◆ **WHAT YOU NEED TO DO**
Reproduce every line of the material below exactly, with no changes.

◆ **RECORDS PROVIDED**

* * *

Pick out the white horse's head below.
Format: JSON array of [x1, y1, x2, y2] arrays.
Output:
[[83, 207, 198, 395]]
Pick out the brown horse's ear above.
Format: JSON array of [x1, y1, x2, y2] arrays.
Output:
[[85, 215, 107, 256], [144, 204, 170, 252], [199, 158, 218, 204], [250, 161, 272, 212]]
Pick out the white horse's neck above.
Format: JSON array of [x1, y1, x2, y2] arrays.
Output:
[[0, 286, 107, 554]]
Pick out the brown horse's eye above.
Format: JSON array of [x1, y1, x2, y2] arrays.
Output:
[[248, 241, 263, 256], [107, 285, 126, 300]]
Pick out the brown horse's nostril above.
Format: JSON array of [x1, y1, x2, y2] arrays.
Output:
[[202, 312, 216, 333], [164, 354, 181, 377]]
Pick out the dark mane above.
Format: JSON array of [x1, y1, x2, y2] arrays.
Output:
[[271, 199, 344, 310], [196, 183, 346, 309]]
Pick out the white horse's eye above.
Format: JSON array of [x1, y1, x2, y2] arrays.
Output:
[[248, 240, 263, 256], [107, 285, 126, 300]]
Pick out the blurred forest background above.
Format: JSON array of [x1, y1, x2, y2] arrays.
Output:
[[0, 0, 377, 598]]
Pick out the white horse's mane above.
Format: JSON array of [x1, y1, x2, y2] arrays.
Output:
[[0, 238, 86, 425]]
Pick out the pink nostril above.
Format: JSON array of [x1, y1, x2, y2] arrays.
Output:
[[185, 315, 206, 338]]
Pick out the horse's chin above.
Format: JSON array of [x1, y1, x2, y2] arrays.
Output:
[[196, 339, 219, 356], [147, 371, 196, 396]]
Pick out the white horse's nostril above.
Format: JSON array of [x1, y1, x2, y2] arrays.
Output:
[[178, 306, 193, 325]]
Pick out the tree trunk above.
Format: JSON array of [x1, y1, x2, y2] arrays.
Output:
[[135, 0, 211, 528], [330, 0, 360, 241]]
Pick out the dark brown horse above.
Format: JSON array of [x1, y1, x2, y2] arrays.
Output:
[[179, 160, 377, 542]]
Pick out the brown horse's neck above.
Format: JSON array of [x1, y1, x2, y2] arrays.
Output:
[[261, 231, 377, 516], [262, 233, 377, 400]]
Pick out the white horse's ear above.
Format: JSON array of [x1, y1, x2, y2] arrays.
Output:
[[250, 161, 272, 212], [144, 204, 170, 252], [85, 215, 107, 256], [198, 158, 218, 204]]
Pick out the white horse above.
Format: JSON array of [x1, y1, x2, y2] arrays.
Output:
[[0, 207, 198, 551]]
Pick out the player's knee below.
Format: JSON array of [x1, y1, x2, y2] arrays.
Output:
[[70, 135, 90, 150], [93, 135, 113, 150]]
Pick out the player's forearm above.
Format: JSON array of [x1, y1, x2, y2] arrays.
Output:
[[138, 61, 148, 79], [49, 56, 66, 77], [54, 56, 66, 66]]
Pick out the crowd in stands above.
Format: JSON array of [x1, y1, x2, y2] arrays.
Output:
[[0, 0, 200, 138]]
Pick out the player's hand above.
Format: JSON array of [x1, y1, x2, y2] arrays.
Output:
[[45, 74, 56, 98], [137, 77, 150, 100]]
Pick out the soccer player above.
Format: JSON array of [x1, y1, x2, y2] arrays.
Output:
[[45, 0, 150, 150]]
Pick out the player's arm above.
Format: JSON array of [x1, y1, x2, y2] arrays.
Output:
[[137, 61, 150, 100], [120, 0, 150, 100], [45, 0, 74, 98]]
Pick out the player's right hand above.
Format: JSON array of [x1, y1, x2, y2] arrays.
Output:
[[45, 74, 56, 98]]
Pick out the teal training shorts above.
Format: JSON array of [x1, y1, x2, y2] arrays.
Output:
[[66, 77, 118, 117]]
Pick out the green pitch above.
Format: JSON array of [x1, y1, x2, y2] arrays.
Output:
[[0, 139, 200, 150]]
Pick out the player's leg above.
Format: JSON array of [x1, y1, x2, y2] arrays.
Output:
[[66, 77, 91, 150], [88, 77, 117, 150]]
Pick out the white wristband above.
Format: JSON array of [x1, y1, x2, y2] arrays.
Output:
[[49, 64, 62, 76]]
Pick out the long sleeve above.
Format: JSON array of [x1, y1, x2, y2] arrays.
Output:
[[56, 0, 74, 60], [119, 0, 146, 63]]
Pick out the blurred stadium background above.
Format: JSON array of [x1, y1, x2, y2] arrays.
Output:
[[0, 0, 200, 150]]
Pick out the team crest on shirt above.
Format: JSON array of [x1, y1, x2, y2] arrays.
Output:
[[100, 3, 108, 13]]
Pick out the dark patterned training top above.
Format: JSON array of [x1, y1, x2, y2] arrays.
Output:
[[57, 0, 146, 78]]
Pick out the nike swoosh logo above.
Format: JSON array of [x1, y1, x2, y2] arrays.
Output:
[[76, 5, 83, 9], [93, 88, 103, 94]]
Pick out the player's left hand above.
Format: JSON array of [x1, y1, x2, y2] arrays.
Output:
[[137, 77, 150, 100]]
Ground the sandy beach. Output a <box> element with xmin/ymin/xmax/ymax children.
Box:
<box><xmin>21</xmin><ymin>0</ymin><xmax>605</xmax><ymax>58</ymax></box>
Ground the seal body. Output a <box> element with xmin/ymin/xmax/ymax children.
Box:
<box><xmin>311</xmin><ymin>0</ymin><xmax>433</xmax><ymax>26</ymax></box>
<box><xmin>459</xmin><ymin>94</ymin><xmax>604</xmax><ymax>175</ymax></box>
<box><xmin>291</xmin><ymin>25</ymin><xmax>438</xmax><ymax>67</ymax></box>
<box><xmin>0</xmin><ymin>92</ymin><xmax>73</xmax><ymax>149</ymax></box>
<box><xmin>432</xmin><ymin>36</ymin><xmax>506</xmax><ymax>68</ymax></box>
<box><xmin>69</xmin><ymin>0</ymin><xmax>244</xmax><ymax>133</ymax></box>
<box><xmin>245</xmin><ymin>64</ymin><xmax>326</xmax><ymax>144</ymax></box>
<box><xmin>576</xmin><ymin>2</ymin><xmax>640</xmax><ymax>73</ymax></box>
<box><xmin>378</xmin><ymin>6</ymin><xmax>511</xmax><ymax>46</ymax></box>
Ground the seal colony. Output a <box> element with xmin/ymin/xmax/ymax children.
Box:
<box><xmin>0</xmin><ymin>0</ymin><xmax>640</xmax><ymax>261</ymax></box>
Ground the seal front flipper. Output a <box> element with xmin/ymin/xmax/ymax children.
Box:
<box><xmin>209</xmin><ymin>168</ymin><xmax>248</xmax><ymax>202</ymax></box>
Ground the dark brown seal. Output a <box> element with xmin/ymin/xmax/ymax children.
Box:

* * *

◆ **SOLUTION TO THIS TASK**
Pick out the white horse's head below.
Format: JSON array of [x1, y1, x2, y2] arrays.
Output:
[[83, 207, 198, 395]]
Pick out the brown horse's ear above.
Format: JSON array of [x1, y1, x2, y2] arrays.
Output:
[[85, 215, 107, 256], [144, 204, 170, 252], [199, 158, 218, 204], [250, 161, 272, 212]]
Pick out the white horse's neck above.
Format: JSON array of [x1, y1, x2, y2] arrays.
Output:
[[0, 286, 107, 554]]
Pick out the brown horse's eye above.
Format: JSON array of [x1, y1, x2, y2] arrays.
Output:
[[248, 241, 263, 256], [107, 285, 126, 300]]
Pick out the brown horse's nostril above.
Format: JSON array of [x1, y1, x2, y2] arrays.
Output:
[[202, 312, 216, 333], [164, 354, 181, 377]]
Pick out the dark mane above.
Format: JSON array of [x1, y1, x2, y2] arrays.
Output:
[[271, 199, 344, 310], [196, 183, 346, 309]]
Pick out the white horse's eye above.
Format: JSON array of [x1, y1, x2, y2] arrays.
Output:
[[248, 240, 263, 256], [107, 285, 126, 300]]
Pick out the blurred forest background above.
Format: JSON array of [x1, y1, x2, y2] arrays.
Output:
[[0, 0, 377, 598]]
Pick out the white horse's mane above.
Format: JSON array of [x1, y1, x2, y2] arrays.
Output:
[[0, 238, 86, 425]]
Pick out the pink nostril above.
Format: JSON array of [x1, y1, x2, y2] arrays.
Output:
[[185, 315, 206, 338]]
Pick out the horse's chin above.
Format: JSON array of [x1, y1, x2, y2] arrays.
Output:
[[196, 339, 219, 356], [147, 371, 196, 396]]
Pick out the white horse's nostril above.
Format: JSON array of [x1, y1, x2, y2] arrays.
Output:
[[178, 306, 193, 325]]
Pick out the tree trunk above.
Format: JSON array of [x1, y1, x2, y2] arrays.
Output:
[[135, 0, 211, 528], [330, 0, 360, 241]]
Pick out the dark brown horse above.
Format: JSON array of [x1, y1, x2, y2] arrays.
Output:
[[179, 160, 377, 542]]
Pick out the brown horse's neck above.
Format: JSON array of [x1, y1, x2, y2] arrays.
Output:
[[261, 231, 377, 516], [262, 233, 377, 400]]
Pick out the white horse's ear above.
Format: JSON array of [x1, y1, x2, y2] arrays.
Output:
[[250, 161, 272, 212], [144, 204, 170, 252], [85, 215, 107, 256], [198, 158, 218, 204]]
Pick out the white horse above.
Format: JSON array of [x1, y1, x2, y2] arrays.
Output:
[[0, 207, 198, 551]]
Pick out the player's knee below.
Format: JSON array of [x1, y1, x2, y2] arrays.
Output:
[[70, 135, 90, 150], [93, 135, 113, 150]]
Pick out the player's forearm above.
Format: JSON array of [x1, y1, x2, y2] arrays.
Output:
[[138, 61, 148, 79], [49, 56, 66, 77], [54, 56, 66, 66]]
Pick out the crowd in stands above.
Format: JSON array of [x1, y1, x2, y2] arrays.
Output:
[[0, 0, 200, 138]]
Pick out the player's hand above.
Format: JSON array of [x1, y1, x2, y2] arrays.
Output:
[[45, 74, 56, 98], [137, 77, 150, 100]]
Pick out the soccer player above.
Format: JSON array of [x1, y1, x2, y2] arrays.
Output:
[[45, 0, 150, 150]]
Pick out the player's arm above.
Format: JSON array of [x1, y1, x2, y2] arrays.
Output:
[[137, 61, 150, 100], [120, 0, 150, 100], [45, 0, 74, 98]]
Pick out the player's right hand above.
Format: JSON array of [x1, y1, x2, y2] arrays.
Output:
[[45, 74, 56, 98]]
Pick out the teal training shorts above.
Format: JSON array of [x1, y1, x2, y2] arrays.
Output:
[[66, 77, 118, 117]]
Pick out the green pitch above.
Format: JSON array of [x1, y1, x2, y2] arrays.
Output:
[[0, 139, 200, 150]]
Pick out the player's leg above.
Format: JSON array of [x1, y1, x2, y2] arrays.
Output:
[[66, 77, 91, 150], [88, 77, 117, 150]]
Pick out the white wristband above.
Format: JSON array of [x1, y1, x2, y2] arrays.
Output:
[[49, 64, 62, 76]]
Pick out the long sleeve above.
Format: JSON array of [x1, y1, x2, y2] arrays.
Output:
[[56, 0, 74, 60], [119, 0, 146, 63]]
Pick out the blurred stadium background above.
Format: JSON array of [x1, y1, x2, y2] arrays.
Output:
[[0, 0, 200, 150]]
Pick out the team crest on shirt above.
Format: JSON array of [x1, y1, x2, y2] arrays.
Output:
[[100, 3, 108, 13]]
Pick out the dark patterned training top above.
Format: JSON array of [x1, y1, x2, y2] arrays.
Output:
[[57, 0, 146, 78]]
Pick out the nike swoosh logo above.
Format: JSON array of [x1, y1, x2, y2] arrays.
Output:
[[76, 5, 83, 9], [93, 88, 103, 94]]
Pick out the player's left hand above.
Format: JSON array of [x1, y1, x2, y2] arrays.
Output:
[[137, 77, 150, 100]]
Ground the sandy beach. Output a <box> element with xmin/ymin/xmax/ymax children.
Box:
<box><xmin>21</xmin><ymin>0</ymin><xmax>605</xmax><ymax>58</ymax></box>
Ground the seal body. Output a <box> element with xmin/ymin/xmax/ymax children.
Box:
<box><xmin>311</xmin><ymin>0</ymin><xmax>433</xmax><ymax>26</ymax></box>
<box><xmin>459</xmin><ymin>94</ymin><xmax>604</xmax><ymax>175</ymax></box>
<box><xmin>291</xmin><ymin>25</ymin><xmax>438</xmax><ymax>67</ymax></box>
<box><xmin>0</xmin><ymin>92</ymin><xmax>73</xmax><ymax>149</ymax></box>
<box><xmin>432</xmin><ymin>36</ymin><xmax>506</xmax><ymax>68</ymax></box>
<box><xmin>69</xmin><ymin>0</ymin><xmax>244</xmax><ymax>133</ymax></box>
<box><xmin>245</xmin><ymin>64</ymin><xmax>326</xmax><ymax>144</ymax></box>
<box><xmin>576</xmin><ymin>2</ymin><xmax>640</xmax><ymax>73</ymax></box>
<box><xmin>378</xmin><ymin>6</ymin><xmax>511</xmax><ymax>46</ymax></box>
Ground the seal colony. Output a <box> element with xmin/ymin/xmax/ymax children.
Box:
<box><xmin>0</xmin><ymin>0</ymin><xmax>640</xmax><ymax>261</ymax></box>
Ground the seal front flipper. Output a <box> element with xmin/ymin/xmax/ymax children.
Box:
<box><xmin>209</xmin><ymin>168</ymin><xmax>248</xmax><ymax>202</ymax></box>
Ground the dark brown seal. Output a <box> element with xmin/ymin/xmax/ymax children.
Box:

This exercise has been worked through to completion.